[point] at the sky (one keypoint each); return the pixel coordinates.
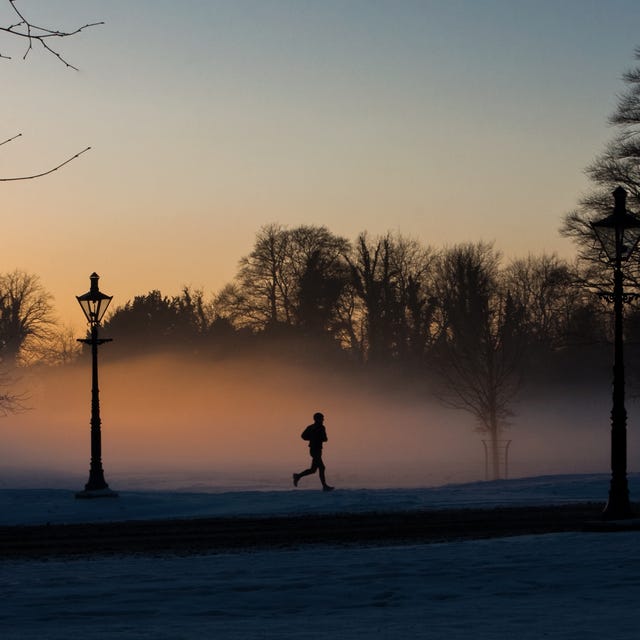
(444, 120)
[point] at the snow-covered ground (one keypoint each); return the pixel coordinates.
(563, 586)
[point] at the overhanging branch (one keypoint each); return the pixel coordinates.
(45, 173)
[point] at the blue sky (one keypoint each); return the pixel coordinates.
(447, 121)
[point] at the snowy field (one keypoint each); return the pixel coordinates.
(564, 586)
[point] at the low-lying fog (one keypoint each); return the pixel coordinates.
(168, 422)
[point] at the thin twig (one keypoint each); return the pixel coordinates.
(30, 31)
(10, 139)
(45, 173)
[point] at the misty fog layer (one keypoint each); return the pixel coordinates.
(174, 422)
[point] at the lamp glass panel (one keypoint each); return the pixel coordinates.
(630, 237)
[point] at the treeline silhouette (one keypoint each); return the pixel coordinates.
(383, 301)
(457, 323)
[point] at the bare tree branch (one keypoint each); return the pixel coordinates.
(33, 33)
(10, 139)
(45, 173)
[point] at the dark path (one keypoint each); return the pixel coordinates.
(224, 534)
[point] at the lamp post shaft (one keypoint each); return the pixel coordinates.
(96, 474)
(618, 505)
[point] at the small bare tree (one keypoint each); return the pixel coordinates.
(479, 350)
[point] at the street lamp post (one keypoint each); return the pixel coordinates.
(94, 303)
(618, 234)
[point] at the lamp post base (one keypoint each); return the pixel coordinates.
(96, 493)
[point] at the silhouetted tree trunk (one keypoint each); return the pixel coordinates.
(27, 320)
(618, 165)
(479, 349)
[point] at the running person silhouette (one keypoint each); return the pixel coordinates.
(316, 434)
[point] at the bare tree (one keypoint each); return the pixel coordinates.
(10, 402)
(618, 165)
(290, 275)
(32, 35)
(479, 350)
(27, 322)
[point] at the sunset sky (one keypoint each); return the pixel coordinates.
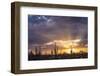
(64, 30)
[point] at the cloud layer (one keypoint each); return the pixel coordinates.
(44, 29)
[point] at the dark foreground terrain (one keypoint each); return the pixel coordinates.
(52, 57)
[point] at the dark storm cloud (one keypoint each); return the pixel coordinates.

━━━━━━━━━━━━━━━━━━━━━━━━━━━━━━

» **Task objective**
Put the lines above into a JSON list of strings, one string per line, skipping blank lines and leaving the pictures out.

» **Reply**
[
  "[point] at the sky (one keypoint each); return the pixel coordinates.",
  "(444, 120)",
  "[point] at the snow-covered ground (one keypoint each); return the pixel coordinates.",
  "(563, 586)",
  "[point] at the overhanging branch (one keypoint each); return the pixel coordinates.",
  "(45, 173)",
  "[point] at the blue sky (one keypoint each); return the pixel coordinates.",
  "(447, 121)",
  "[point] at the snowy field (one keypoint each); return the pixel coordinates.",
  "(564, 586)",
  "[point] at the low-lying fog (one keypoint each); return the pixel coordinates.",
  "(168, 422)",
  "[point] at the thin twig (one keypoint each); return the pixel coordinates.",
  "(30, 31)",
  "(10, 139)",
  "(45, 173)",
  "[point] at the misty fog layer (one keypoint each); return the pixel coordinates.",
  "(174, 422)",
  "[point] at the lamp glass panel (one keypoint each); return the pixel coordinates.",
  "(630, 237)",
  "[point] at the treeline silhouette (one keypoint each); return the pixel coordinates.",
  "(383, 301)",
  "(457, 323)",
  "[point] at the bare tree branch (one keypoint each); return the pixel coordinates.",
  "(33, 33)",
  "(10, 139)",
  "(45, 173)",
  "[point] at the dark path (one keypoint each); return the pixel coordinates.",
  "(224, 534)",
  "[point] at the lamp post shaft (one keypoint each); return the pixel coordinates.",
  "(96, 474)",
  "(618, 505)",
  "[point] at the small bare tree (one keypoint each); return the pixel coordinates.",
  "(479, 350)",
  "[point] at the street lamp post (one keypoint each); return the pixel coordinates.",
  "(94, 303)",
  "(618, 234)",
  "[point] at the lamp post base (one keypoint each); return the pixel coordinates.",
  "(96, 493)",
  "[point] at the silhouetted tree trunk (one keypoint each); return the pixel coordinates.",
  "(27, 320)",
  "(618, 165)",
  "(479, 349)",
  "[point] at the running person silhouette (one keypoint each); return the pixel coordinates.",
  "(316, 434)",
  "[point] at the bare tree (one keypoint each); return the pixel coordinates.",
  "(10, 402)",
  "(618, 165)",
  "(290, 275)",
  "(32, 35)",
  "(479, 350)",
  "(27, 322)",
  "[point] at the sunset sky (one keypoint each); return the pixel coordinates.",
  "(64, 30)",
  "[point] at the cloud layer (one keypoint each); return the pixel coordinates.",
  "(44, 29)",
  "[point] at the dark foreground terrain (one keypoint each); return the pixel coordinates.",
  "(52, 57)",
  "[point] at the dark storm cloud (one keypoint each); return the pixel coordinates."
]